PROMPT:
Format the following lines as a numbered list, leaving out any that are blank.

RAW DATA:
───

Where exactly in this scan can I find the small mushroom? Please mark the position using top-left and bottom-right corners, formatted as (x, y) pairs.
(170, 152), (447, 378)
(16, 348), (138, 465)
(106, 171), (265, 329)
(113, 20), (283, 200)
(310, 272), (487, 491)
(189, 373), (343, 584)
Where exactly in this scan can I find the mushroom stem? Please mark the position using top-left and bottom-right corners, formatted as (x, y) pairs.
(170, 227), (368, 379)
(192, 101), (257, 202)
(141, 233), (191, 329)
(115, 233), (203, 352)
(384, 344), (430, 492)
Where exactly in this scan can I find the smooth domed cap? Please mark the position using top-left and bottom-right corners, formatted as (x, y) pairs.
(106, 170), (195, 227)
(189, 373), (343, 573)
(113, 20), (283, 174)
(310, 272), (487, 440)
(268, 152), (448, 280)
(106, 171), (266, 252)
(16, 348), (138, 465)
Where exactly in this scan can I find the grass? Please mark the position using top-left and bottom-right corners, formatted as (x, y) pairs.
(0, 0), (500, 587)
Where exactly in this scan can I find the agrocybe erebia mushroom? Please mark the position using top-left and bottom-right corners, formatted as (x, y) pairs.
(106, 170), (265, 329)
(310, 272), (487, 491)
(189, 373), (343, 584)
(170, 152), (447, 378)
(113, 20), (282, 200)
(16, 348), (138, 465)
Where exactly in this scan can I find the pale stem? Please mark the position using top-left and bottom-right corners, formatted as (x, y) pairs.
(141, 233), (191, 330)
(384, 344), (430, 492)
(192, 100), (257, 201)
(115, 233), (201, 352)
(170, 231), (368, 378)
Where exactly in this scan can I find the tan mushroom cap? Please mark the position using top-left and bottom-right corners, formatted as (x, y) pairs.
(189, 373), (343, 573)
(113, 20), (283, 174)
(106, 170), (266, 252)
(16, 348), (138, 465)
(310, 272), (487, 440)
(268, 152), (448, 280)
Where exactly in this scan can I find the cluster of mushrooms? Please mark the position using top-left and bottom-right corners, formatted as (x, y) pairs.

───

SOLUTION FOR THIS TASK:
1. Where exactly in this scan can I find the small mushroom? Please mark the position using top-left and bottom-right corners, formatted as (x, y) pairs.
2. (170, 152), (447, 378)
3. (16, 348), (138, 465)
4. (106, 171), (265, 329)
5. (113, 20), (283, 200)
6. (310, 272), (487, 491)
7. (189, 373), (343, 584)
8. Where exactly in this scan can I find the mushroom stem? Please mark the position using top-left and bottom-right corners, formatted as (x, y) pairs.
9. (170, 227), (368, 379)
10. (192, 101), (257, 202)
11. (141, 233), (191, 329)
12. (115, 233), (203, 352)
13. (384, 344), (430, 492)
14. Where exactly in this scan can I find the smooth domed cap? Please mark the position using top-left and bottom-right corners, formatted as (x, y) pairs.
15. (106, 170), (195, 227)
16. (189, 373), (343, 573)
17. (113, 20), (283, 174)
18. (310, 272), (487, 440)
19. (268, 152), (448, 280)
20. (106, 171), (266, 252)
21. (16, 348), (138, 465)
22. Where exactly in this scan can I find the grass? Please mark the position using top-left and bottom-right corners, formatted as (x, y) pairs.
23. (0, 0), (500, 587)
24. Where exactly in this scan can I find the agrocybe erebia mushroom? Please mark the position using top-left and bottom-right corners, formatted as (x, y) pairs.
25. (106, 170), (265, 329)
26. (310, 272), (487, 491)
27. (189, 373), (343, 584)
28. (170, 152), (447, 378)
29. (113, 20), (282, 200)
30. (16, 348), (138, 465)
31. Where exactly in this scan can I find the pale stem? Please mark the position using top-left and bottom-right corners, formatted as (x, y) pairs.
32. (141, 233), (191, 330)
33. (384, 344), (430, 492)
34. (192, 100), (257, 201)
35. (115, 233), (201, 352)
36. (170, 231), (368, 378)
37. Where exactly in this scan can I find the tan mushroom cap? Please mark the position using top-left and bottom-right corners, formatted as (x, y) pairs.
38. (189, 373), (343, 573)
39. (113, 20), (283, 174)
40. (106, 170), (266, 252)
41. (16, 348), (138, 465)
42. (310, 272), (487, 440)
43. (268, 152), (448, 280)
44. Where exactly in this scan can I find the cluster of mushrooms? Please mark the position using top-left and bottom-right corners, formatted as (x, y) pairs.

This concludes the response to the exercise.